Copy the news article on Karnataka garment job losses word for word, from "Estimated 40% of" up to and including "were catering to.".

Text for analysis:

>>>>>

Estimated 40% of garment workers in Karnataka have lost jobs: unions

Staff say they have been told that companies are not getting orders as markets in UK and Europe have not opened

Published - June 26, 2020 09:27 pm IST

A protest by garment workers in Srirangapatna.

A protest by garment workers in Srirangapatna.

For three weeks, over 1,300 garment workers have been protesting every single day in front of their factory in Srirangapatna. Earlier in June, they were informed that they no longer had their jobs as the factory was not getting orders from a foreign clothing brand they were catering to.

No sector appears to have escaped the impact of COVID-19. But for the nearly six lakh strong garment and textile workforce in Karnataka, of which a majority are women, a prolonged battle involving wages, workload and other labour benefits is now compounded by newer problems due to the pandemic.

Jayaram K.R., legal advisor, Garment and Textile Workers Union (GATWU), said the case in Srirangapatna is not a one-off. “Some big companies have paid 70% of the workers, others only 50%. Some are paying staff only for the number of days they work, a few are not allowing people inside as they don’t want their services any more. Around 40% of six lakh garment and textile workers have lost jobs,” he alleged.

The union says though factories resumed work on May 4, no transport was available for workers. In June, around 50% of garment workers started reporting to work. “Some companies have kept tailors but let go of helpers. One big company has merged three of its smaller companies, leading to job losses,” Mr. Jayaram said.

Akkamma, who was working in a garment factory on Mysuru Road for 15 years, is now unemployed as the factory has closed down. “Company representatives told us that they were closing by March-end as they were incurring a loss. They didn't cheat us; they have given us our salaries. But I'm yet to get my PF.”

According to Akkama, their factory employed around 800 people. “I’m from a village in Tumakuru. I have five children. How do we survive in a city like Bengaluru without work? No one is willing to give us work, even as domestic help. We are planning to return to our village because we cannot afford to live here,” she said.

Rukmini V.P., president, Garment Labour Union, said workers are being told that companies expect to get orders after August. “Right now, there are layoffs or employees are being given work in batches. Companies are throwing up their hands and saying they are not getting orders as the UK and Europe markets have not opened. Smaller companies too don’t have work. The problem is acute in Bengaluru. We are estimating that 40% have lost work. Many were paid for a few days of work in May. How are they supposed to manage rent, ration, bus charges, etc.?'”

She also said that the Labour Department had categorically told them that they had received no directions from the government about relief for garment workers and that the unions would have to take it up with the Labour Minister.

Labour Department officials were unavailable for comments.

<<<<<

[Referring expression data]
>>>>>

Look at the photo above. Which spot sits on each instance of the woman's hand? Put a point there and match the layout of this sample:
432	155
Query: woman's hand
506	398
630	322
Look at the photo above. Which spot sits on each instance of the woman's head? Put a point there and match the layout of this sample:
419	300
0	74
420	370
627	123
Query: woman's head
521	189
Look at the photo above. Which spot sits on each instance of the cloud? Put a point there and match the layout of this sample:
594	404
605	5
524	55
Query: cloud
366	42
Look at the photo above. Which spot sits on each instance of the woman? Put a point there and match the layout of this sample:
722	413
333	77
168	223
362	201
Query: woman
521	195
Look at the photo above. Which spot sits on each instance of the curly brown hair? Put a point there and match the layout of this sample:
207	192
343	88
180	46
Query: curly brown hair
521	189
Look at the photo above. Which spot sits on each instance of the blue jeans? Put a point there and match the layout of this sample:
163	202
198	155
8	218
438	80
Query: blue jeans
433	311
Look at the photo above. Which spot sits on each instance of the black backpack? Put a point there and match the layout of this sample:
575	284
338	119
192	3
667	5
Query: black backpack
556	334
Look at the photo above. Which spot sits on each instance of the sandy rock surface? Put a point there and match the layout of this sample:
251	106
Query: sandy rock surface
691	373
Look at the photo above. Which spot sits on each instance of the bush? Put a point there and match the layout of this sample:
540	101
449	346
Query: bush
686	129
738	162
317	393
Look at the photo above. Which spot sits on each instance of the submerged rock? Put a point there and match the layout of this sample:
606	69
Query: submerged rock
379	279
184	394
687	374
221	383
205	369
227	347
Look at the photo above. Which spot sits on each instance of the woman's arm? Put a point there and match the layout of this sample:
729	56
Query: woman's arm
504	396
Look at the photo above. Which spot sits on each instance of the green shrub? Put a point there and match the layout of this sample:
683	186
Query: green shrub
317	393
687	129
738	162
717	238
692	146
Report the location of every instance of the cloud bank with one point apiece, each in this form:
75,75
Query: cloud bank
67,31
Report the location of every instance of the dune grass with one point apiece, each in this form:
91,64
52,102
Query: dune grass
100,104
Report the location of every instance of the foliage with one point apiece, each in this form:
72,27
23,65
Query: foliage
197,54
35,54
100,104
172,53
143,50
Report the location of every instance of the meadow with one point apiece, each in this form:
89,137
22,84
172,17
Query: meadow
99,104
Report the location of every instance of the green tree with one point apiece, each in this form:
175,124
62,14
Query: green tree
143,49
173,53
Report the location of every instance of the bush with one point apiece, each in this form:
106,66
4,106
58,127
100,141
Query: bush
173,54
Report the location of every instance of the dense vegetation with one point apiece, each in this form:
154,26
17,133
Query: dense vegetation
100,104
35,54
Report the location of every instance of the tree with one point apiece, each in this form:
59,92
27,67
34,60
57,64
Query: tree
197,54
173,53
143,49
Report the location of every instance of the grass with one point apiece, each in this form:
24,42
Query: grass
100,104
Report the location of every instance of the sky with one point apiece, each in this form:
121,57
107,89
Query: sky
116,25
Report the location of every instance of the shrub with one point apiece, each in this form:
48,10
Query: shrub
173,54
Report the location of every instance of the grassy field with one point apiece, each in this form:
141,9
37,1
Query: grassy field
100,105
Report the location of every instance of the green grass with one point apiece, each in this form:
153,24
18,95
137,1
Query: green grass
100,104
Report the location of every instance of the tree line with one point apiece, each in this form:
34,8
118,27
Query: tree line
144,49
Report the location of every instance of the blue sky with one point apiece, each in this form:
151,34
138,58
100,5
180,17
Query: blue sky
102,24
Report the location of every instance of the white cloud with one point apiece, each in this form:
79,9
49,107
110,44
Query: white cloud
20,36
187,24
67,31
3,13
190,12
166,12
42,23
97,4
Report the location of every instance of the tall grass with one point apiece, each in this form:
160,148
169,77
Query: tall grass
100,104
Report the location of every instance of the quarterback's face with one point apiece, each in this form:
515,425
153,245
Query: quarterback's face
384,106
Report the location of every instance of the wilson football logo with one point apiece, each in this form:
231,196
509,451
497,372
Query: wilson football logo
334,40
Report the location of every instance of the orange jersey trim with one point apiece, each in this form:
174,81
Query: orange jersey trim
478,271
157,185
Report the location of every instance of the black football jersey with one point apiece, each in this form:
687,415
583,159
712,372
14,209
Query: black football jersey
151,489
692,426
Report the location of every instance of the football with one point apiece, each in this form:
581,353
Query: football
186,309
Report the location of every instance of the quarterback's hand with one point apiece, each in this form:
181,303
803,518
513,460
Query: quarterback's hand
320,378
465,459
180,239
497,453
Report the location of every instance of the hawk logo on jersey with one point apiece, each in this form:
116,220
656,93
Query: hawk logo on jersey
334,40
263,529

<<<<<

Solution to the problem:
Estimated 40% of garment workers in Karnataka have lost jobs: unions

Staff say they have been told that companies are not getting orders as markets in UK and Europe have not opened

Published - June 26, 2020 09:27 pm IST

A protest by garment workers in Srirangapatna.

A protest by garment workers in Srirangapatna.

For three weeks, over 1,300 garment workers have been protesting every single day in front of their factory in Srirangapatna. Earlier in June, they were informed that they no longer had their jobs as the factory was not getting orders from a foreign clothing brand they were catering to.